* [ROWS]:
--*--

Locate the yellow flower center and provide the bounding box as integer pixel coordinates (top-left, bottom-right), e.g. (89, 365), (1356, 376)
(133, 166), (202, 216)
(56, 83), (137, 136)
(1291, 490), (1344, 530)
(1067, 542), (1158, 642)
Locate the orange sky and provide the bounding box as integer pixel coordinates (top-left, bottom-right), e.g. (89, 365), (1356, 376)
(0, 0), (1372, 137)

--*--

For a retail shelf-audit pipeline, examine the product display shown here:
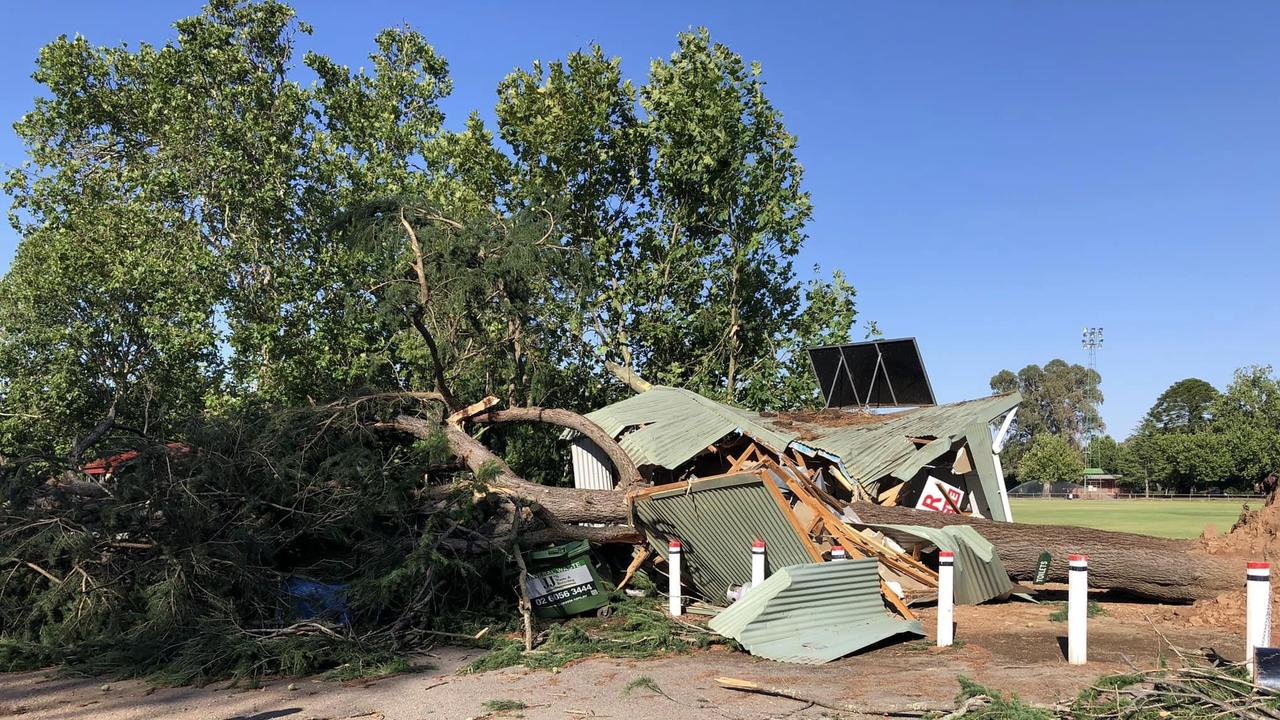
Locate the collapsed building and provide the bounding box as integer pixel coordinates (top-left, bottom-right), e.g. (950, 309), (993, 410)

--*--

* [EXERCISE GOAL]: Quote the entries starting with the line containing "For a retail" and going on through the line containing "Locate the collapsed", both included, and give only those lines, word for word. Leave the picture out of your answer.

* [FINAL ANSWER]:
For a retail shelf-audit pipeline, examine the product display shown here:
Locate the collapsed building and provide the bounding box as integer pixel coordinates (top-left, bottom-right), e.g. (950, 309), (993, 410)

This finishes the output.